──────── INFORMATION PROVIDED ────────
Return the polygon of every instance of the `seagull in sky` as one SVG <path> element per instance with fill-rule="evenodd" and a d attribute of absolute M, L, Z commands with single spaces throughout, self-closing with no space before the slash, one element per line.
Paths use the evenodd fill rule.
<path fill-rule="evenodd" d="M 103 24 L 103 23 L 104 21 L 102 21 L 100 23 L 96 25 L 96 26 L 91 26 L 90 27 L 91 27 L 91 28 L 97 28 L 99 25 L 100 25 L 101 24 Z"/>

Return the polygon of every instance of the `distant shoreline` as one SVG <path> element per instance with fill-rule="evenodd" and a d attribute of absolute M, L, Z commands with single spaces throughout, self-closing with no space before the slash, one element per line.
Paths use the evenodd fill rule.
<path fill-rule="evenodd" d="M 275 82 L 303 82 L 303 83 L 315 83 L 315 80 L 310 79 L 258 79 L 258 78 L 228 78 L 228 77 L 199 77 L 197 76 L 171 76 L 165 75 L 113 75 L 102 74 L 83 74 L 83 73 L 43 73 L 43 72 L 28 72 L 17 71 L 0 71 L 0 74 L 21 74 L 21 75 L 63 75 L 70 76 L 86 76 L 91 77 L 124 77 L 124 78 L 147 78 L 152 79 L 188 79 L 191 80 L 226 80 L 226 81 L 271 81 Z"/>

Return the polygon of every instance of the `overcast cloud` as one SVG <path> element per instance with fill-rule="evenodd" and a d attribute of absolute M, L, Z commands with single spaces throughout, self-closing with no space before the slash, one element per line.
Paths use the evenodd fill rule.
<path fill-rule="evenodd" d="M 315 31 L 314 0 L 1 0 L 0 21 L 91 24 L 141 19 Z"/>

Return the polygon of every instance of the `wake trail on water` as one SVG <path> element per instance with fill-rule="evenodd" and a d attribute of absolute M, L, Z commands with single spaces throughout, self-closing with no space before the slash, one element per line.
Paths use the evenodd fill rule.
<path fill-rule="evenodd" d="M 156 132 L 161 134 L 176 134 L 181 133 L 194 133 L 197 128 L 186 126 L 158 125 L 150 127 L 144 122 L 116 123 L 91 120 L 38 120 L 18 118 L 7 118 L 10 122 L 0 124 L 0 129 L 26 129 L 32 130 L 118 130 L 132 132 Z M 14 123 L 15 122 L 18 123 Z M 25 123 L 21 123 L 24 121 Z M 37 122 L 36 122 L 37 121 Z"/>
────────
● EXERCISE:
Can you reproduce the material word for word, from its start through the line containing "103 24 L 103", with both ends included?

● EXERCISE SOLUTION:
Return the polygon of every instance of the `seagull in sky` as one SVG <path> element per instance with fill-rule="evenodd" and a d attribute of absolute M, L, Z commands with single spaces throughout, self-closing with no space before the slash, one element per line.
Paths use the evenodd fill rule.
<path fill-rule="evenodd" d="M 103 24 L 103 23 L 104 21 L 102 21 L 100 23 L 96 25 L 96 26 L 91 26 L 90 27 L 91 27 L 91 28 L 97 28 L 99 25 L 100 25 L 101 24 Z"/>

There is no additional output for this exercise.